Given problem → Repeat, word for word, the lines of the records starting with the line that contains "the white water" and going on through the line that contains "column 335, row 151".

━━━ Listed records

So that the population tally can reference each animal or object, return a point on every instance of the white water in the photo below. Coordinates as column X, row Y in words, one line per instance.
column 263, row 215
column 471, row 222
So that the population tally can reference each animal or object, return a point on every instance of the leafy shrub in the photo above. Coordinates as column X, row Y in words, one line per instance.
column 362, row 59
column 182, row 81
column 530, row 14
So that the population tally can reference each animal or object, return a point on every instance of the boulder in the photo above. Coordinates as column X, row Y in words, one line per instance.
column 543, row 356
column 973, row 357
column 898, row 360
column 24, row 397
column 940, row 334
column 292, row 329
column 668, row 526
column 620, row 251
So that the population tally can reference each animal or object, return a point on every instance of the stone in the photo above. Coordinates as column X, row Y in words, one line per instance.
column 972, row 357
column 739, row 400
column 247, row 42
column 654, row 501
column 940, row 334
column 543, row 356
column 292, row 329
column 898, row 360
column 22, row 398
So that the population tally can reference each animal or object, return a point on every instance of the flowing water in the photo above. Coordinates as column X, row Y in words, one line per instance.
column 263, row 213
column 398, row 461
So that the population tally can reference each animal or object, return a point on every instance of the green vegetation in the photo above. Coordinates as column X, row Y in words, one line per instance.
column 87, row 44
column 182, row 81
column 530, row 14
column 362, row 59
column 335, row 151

━━━━━━
━━━ Listed records

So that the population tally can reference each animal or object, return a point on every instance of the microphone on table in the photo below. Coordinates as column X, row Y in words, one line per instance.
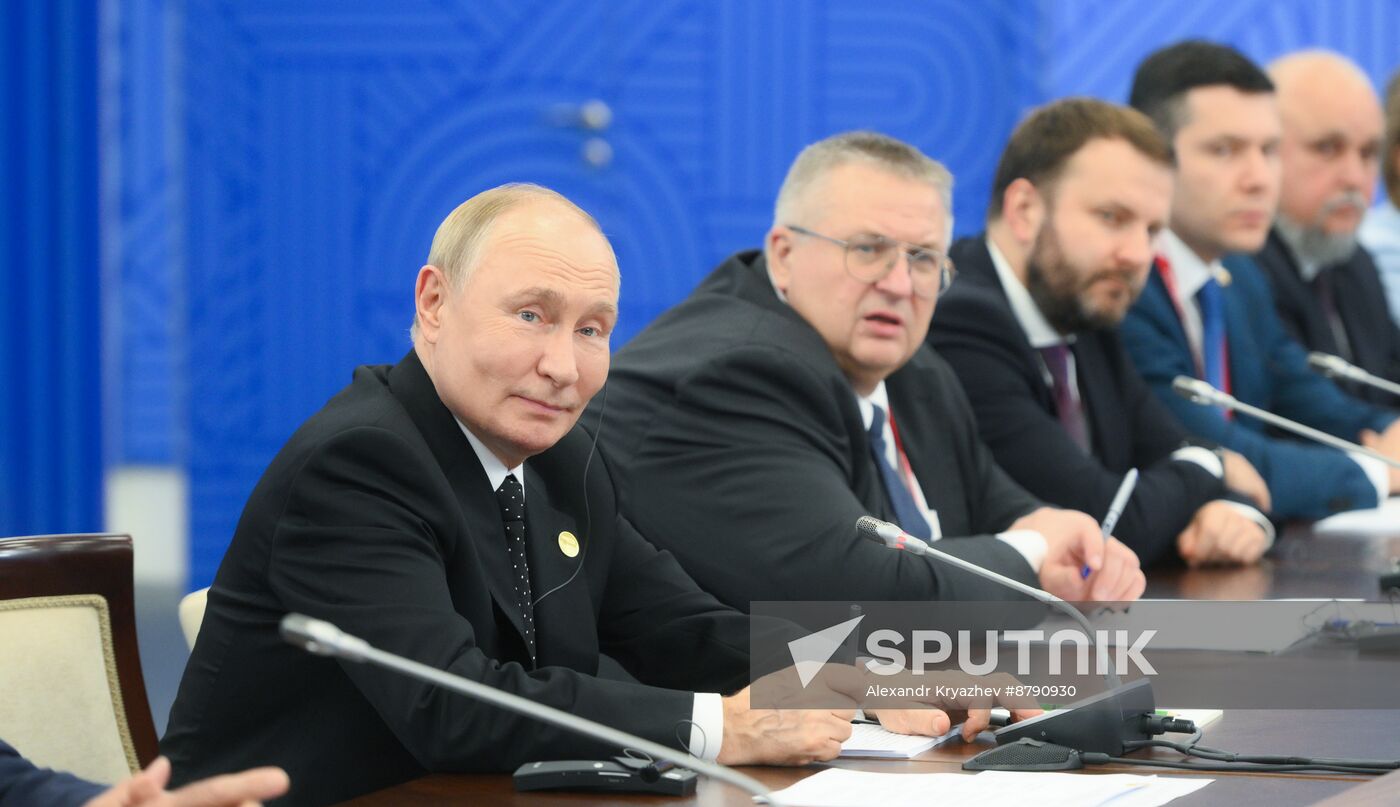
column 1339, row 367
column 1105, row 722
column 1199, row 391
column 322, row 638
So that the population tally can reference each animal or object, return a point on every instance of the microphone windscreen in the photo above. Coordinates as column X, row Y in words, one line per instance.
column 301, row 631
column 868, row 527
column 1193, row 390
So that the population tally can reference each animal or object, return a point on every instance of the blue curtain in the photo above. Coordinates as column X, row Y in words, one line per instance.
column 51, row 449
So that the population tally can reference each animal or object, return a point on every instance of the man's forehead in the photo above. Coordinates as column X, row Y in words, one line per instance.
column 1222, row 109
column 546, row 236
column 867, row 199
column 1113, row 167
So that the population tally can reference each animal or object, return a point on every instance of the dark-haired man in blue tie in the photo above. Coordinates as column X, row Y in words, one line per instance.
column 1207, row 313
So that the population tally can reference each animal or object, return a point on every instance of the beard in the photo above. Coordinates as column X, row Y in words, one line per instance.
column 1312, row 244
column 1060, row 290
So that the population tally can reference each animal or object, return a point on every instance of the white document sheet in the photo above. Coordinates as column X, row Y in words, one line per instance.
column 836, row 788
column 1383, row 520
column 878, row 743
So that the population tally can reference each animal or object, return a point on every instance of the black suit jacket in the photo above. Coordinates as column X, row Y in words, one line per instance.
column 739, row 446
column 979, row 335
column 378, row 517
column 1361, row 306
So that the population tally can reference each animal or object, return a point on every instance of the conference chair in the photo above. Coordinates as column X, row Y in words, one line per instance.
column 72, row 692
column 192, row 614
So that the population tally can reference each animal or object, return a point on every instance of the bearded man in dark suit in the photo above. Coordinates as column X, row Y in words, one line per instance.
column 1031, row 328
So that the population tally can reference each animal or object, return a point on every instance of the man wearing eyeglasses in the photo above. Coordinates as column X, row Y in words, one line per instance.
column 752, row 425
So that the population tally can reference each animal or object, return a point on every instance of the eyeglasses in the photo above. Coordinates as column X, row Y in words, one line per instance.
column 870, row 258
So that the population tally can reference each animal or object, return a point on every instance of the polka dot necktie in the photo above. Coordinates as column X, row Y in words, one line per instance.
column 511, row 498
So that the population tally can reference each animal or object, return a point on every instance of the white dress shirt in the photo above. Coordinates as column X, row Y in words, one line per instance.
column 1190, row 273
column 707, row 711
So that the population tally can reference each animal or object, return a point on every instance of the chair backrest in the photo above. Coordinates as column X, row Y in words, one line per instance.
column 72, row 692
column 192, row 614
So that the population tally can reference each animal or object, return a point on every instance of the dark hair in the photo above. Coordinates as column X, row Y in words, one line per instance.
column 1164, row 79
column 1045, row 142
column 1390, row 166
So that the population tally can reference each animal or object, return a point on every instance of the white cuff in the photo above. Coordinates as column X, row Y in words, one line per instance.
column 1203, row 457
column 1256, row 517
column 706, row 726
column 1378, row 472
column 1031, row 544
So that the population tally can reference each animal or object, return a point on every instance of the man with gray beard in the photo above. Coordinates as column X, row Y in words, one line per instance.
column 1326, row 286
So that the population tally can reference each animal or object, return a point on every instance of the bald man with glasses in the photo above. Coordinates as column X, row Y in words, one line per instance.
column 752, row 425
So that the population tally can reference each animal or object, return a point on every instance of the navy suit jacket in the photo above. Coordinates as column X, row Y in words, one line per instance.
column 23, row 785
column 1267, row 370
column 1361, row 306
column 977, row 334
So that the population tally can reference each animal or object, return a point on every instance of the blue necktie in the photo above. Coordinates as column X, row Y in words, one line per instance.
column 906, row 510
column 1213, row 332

━━━━━━

Finished task →
So that the population tally can reference each animal or object, return a point on every instance of the white water in the photo below. Coordinates as column X, row Y in words, one line per instance.
column 263, row 215
column 471, row 222
So that the population tally can reference each animal or object, return a point on every instance of the leafy shrub in the photo above. Coordinates as column X, row Y in words, one line per instance.
column 362, row 59
column 182, row 81
column 530, row 14
So that the population tally can reference each animal or object, return a point on every instance of the boulder in the photo above. Coordinates as column X, row Y in words, one line per instance.
column 543, row 356
column 973, row 357
column 898, row 360
column 24, row 397
column 940, row 334
column 292, row 329
column 668, row 526
column 620, row 251
So that the population tally can reference each animal or object, return a point on every instance of the stone in the photo above. Coordinates as column X, row Y in words, one line per instance.
column 972, row 357
column 739, row 400
column 247, row 42
column 654, row 501
column 940, row 334
column 543, row 356
column 292, row 329
column 898, row 360
column 22, row 398
So that the population tally can reference each animal or object, return a point on every instance of the flowing water in the photo above. Coordinates as column X, row Y in words, one line per instance.
column 263, row 213
column 398, row 461
So that the population tally can reference each animal or object, return a point on every instance of the green vegetation in the photo above. Coordinates as column X, row Y in words, one line per instance.
column 87, row 44
column 182, row 81
column 530, row 14
column 362, row 59
column 335, row 151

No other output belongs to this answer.